*Data to process:*
····················
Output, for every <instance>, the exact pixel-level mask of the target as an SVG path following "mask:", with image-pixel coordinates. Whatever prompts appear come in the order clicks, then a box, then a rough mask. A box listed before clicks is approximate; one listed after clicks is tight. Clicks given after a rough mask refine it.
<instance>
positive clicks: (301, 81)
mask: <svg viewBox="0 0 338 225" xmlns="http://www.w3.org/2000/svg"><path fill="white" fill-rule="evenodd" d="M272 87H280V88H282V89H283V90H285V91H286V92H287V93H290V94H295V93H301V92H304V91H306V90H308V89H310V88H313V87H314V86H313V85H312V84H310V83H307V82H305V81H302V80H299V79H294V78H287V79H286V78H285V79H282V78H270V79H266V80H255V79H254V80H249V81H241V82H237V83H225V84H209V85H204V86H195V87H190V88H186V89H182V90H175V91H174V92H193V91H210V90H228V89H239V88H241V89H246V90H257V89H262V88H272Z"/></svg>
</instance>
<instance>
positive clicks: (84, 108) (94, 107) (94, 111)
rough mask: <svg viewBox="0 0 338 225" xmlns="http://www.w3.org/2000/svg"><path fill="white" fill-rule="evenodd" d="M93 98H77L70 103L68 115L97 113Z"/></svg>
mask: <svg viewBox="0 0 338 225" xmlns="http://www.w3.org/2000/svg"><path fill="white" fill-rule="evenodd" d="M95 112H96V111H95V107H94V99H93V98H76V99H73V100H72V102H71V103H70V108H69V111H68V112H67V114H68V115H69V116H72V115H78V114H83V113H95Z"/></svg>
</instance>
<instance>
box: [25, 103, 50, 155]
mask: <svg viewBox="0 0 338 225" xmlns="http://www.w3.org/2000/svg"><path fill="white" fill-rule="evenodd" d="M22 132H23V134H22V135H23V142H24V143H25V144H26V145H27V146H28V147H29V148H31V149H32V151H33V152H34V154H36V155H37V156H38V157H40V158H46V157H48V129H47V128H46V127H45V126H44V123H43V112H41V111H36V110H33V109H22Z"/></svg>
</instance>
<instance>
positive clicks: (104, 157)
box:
····················
*Instructions for the task:* Rewrite all of the rows above as a JSON list of strings, with one string for each line and blank lines left out.

*Task output:*
[
  "Output, for every <instance>, the exact pixel-level mask of the target as an SVG path following \"mask:\", with image-pixel coordinates. Whatever prompts appear come in the order clicks, then a box, then a rough mask. A box listed before clicks is approximate; one listed after clicks is tight. Clicks given after a rough mask refine it.",
  "<instance>",
  "positive clicks: (301, 81)",
  "mask: <svg viewBox=\"0 0 338 225\" xmlns=\"http://www.w3.org/2000/svg\"><path fill=\"white\" fill-rule=\"evenodd\" d=\"M272 87H280V88H282V89H283V90H285V91H286V92H287V93H290V94H295V93H301V92H304V91H306V90H308V89H310V88H313V87H314V86H313V85H312V84H310V83H307V82H305V81H302V80H299V79H294V78H287V79H286V78H285V79H282V78H270V79H266V80H255V79H254V80H249V81H241V82H237V83H225V84H209V85H204V86H195V87H190V88H186V89H182V90H175V91H174V92H193V91H210V90H228V89H239V88H241V89H246V90H257V89H262V88H272Z\"/></svg>",
  "</instance>",
  "<instance>",
  "positive clicks: (84, 108) (94, 107) (94, 111)",
  "rough mask: <svg viewBox=\"0 0 338 225\" xmlns=\"http://www.w3.org/2000/svg\"><path fill=\"white\" fill-rule=\"evenodd\" d=\"M93 98H77L70 103L68 115L97 113Z\"/></svg>",
  "mask: <svg viewBox=\"0 0 338 225\" xmlns=\"http://www.w3.org/2000/svg\"><path fill=\"white\" fill-rule=\"evenodd\" d=\"M95 112H96V111H95V107H94V99H93V98H76V99H73V100H72V102H71V103H70V108H69V111H68V112H67V114H68V115H69V116H72V115H78V114H83V113H95Z\"/></svg>",
  "</instance>",
  "<instance>",
  "box: [25, 103, 50, 155]",
  "mask: <svg viewBox=\"0 0 338 225\" xmlns=\"http://www.w3.org/2000/svg\"><path fill=\"white\" fill-rule=\"evenodd\" d=\"M22 132H23V134H22V135H23V142H24V143H25V144H26V145H27V146H28V147H29V148H31V149H32V151H33V152H34V154H36V155H37V156H38V157H40V158H46V157H48V129H47V128H46V127H45V126H44V123H43V112H41V111H36V110H33V109H22Z\"/></svg>",
  "</instance>",
  "<instance>",
  "positive clicks: (104, 157)",
  "box:"
]